Copy out the data below as written; omit any images.

[Rows from a pointing dataset]

________________________________________

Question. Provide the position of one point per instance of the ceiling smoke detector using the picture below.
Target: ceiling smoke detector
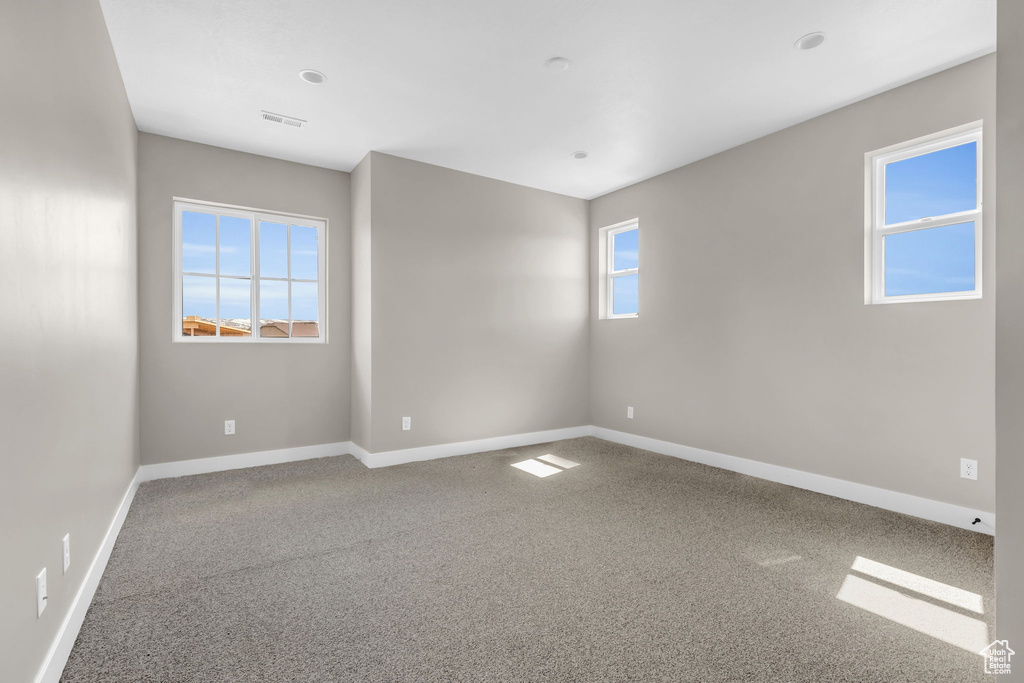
(556, 65)
(810, 41)
(281, 118)
(310, 76)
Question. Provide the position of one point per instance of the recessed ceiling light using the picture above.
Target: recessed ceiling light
(557, 63)
(310, 76)
(810, 41)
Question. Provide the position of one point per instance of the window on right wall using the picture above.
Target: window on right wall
(621, 283)
(924, 233)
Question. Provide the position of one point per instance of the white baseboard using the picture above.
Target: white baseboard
(388, 458)
(239, 461)
(946, 513)
(59, 650)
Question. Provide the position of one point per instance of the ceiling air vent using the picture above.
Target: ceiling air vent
(281, 118)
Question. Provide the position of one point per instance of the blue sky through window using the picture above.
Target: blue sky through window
(625, 289)
(199, 242)
(931, 260)
(626, 247)
(932, 184)
(272, 250)
(626, 295)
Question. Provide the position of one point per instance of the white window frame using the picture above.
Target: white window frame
(254, 216)
(877, 229)
(608, 273)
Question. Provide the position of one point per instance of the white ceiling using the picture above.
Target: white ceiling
(654, 84)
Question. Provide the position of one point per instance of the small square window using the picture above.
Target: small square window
(925, 235)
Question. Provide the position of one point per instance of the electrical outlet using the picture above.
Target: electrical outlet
(40, 592)
(969, 469)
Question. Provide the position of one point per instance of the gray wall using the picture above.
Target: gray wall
(281, 395)
(754, 339)
(479, 313)
(361, 340)
(1010, 335)
(68, 272)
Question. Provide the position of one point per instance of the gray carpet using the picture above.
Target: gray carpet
(633, 566)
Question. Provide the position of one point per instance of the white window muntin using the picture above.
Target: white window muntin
(254, 216)
(878, 229)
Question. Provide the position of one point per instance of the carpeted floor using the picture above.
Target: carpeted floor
(633, 566)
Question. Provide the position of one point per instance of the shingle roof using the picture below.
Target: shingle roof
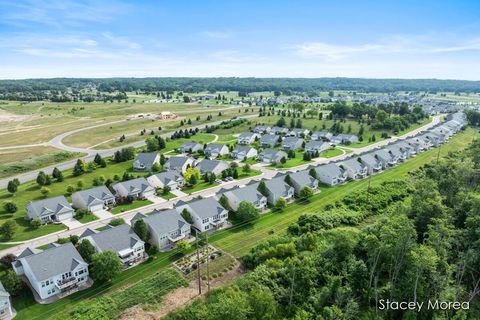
(53, 261)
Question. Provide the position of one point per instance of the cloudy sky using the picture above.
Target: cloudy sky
(261, 38)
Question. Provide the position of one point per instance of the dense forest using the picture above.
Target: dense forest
(42, 88)
(414, 240)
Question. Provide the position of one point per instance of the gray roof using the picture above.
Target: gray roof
(203, 208)
(115, 239)
(135, 185)
(48, 206)
(165, 221)
(54, 261)
(95, 194)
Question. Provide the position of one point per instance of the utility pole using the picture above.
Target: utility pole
(198, 266)
(208, 258)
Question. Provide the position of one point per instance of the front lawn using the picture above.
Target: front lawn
(130, 206)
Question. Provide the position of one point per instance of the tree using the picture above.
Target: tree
(10, 207)
(41, 178)
(141, 229)
(45, 191)
(86, 250)
(35, 223)
(12, 186)
(7, 229)
(247, 212)
(105, 266)
(280, 204)
(306, 193)
(12, 283)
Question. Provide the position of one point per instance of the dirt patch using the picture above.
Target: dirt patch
(181, 297)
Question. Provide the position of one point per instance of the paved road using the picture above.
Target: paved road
(266, 173)
(57, 142)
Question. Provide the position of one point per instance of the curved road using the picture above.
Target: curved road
(57, 142)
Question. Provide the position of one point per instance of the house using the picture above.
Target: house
(94, 199)
(247, 137)
(246, 194)
(355, 169)
(172, 179)
(136, 188)
(345, 138)
(269, 140)
(322, 135)
(120, 239)
(6, 310)
(279, 131)
(179, 163)
(372, 163)
(330, 174)
(262, 129)
(272, 156)
(314, 146)
(145, 161)
(54, 272)
(277, 188)
(385, 157)
(243, 152)
(292, 143)
(214, 150)
(165, 227)
(190, 147)
(301, 179)
(49, 210)
(298, 132)
(207, 214)
(212, 166)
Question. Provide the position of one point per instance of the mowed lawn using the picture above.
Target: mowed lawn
(236, 240)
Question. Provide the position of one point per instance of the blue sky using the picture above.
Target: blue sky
(373, 39)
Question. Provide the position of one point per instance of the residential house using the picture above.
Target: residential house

________________________________________

Final result:
Question. Provide the position of one point per instance of the ceiling smoke detector using the picture below.
Target: ceiling smoke detector
(556, 65)
(810, 41)
(281, 118)
(310, 76)
Question. Provide the position of one point per instance of the recessed ceiling light using the picture above.
Target: recessed ceiling light
(557, 63)
(310, 76)
(810, 41)
Question. Provide the position of one point per instance of the window on right wall using the picture above.
Target: window on right wall
(621, 283)
(924, 233)
Question. Provide the position of one point per instance of the white baseboard using the picture above.
Target: white baseboard
(388, 458)
(239, 461)
(946, 513)
(59, 650)
Question. Provide the position of one point per instance of the ceiling air vent using the picture above.
Target: ceiling air vent
(281, 118)
Question. Provide the position of one point per instance of the blue sky through window using the picture above.
Target: blue sky through window
(625, 289)
(199, 242)
(931, 260)
(626, 247)
(932, 184)
(272, 250)
(626, 295)
Question. Provide the position of one point per instance of the white window frame using the picture above.
Target: white window frame
(254, 216)
(877, 229)
(608, 273)
Question. Provide the position of one point per instance of the white ceiling using the picture above.
Target: white ceiling
(654, 84)
Question. Provide the position of one point per instance of the small square window using the picture above.
Target: small square window
(925, 235)
Question. Provide the position of one point per instance of the electrical outlet using the picture above.
Target: electrical outlet
(40, 592)
(969, 469)
Question. Provide the position of one point per instance of the gray wall using the picture above.
Target: gray wall
(281, 395)
(754, 339)
(479, 313)
(361, 340)
(1010, 335)
(68, 272)
Question. Provide the position of one point per instance of the gray carpet using the picture above.
Target: gray carpet
(633, 566)
Question. Provide the position of one point per instance of the white window muntin using the picture above.
Target: white window muntin
(254, 216)
(878, 229)
Question. Provide the position of one point per instance of the carpeted floor using the picture above.
Target: carpeted floor
(633, 566)
Question. Provide the position of one point per instance of the shingle roof using the picture below.
Target: shingle roof
(53, 261)
Question. Provide the position of one point per instance of the cloudy sky using the picture above.
Target: cloudy sky
(261, 38)
Question. Provide the position of one point per instance of the dense forest using the picture above.
Target: dense forest
(42, 88)
(414, 240)
Question. Provide the position of one point per instance of the gray roof using the picture above.
Target: gray roof
(203, 208)
(115, 239)
(135, 185)
(48, 206)
(165, 221)
(54, 261)
(95, 194)
Question. Provide the position of one point per instance of the utility pole using the picture above.
Target: utility pole
(198, 266)
(208, 258)
Question. Provide the position of one point per instance of the front lawn using the picture above.
Target: front lawn
(130, 206)
Question. Provide the position of one point per instance of the tree using the picture above.
Target: tree
(10, 207)
(41, 178)
(141, 229)
(45, 191)
(86, 250)
(35, 223)
(12, 186)
(7, 229)
(247, 212)
(105, 266)
(280, 204)
(306, 193)
(12, 283)
Question. Provide the position of one point per instance of the dirt patch using the picture above.
Target: dirt patch
(181, 297)
Question. Provide the position of one point per instance of the paved road using the picture above.
Target: paved road
(266, 173)
(57, 142)
Question. Provide the position of one point per instance of the curved road using the picture above.
Target: curved road
(57, 142)
Question. Provide the position of one point per instance of the house using the picture above.
Target: house
(94, 199)
(247, 137)
(246, 194)
(355, 169)
(172, 179)
(136, 188)
(345, 138)
(269, 140)
(322, 135)
(120, 239)
(6, 310)
(279, 131)
(179, 163)
(372, 163)
(330, 174)
(262, 129)
(272, 156)
(314, 146)
(145, 161)
(54, 272)
(277, 188)
(385, 157)
(243, 152)
(292, 143)
(214, 150)
(165, 227)
(190, 147)
(301, 179)
(49, 210)
(298, 132)
(207, 214)
(212, 166)
Question. Provide the position of one point per instance of the mowed lawn using the picture above.
Target: mowed lawn
(236, 240)
Question. Provide the position of one point per instance of the blue sky using the picture above.
Target: blue sky
(373, 39)
Question. Provide the position of one point per instance of the residential house using the picture above.
Target: residential house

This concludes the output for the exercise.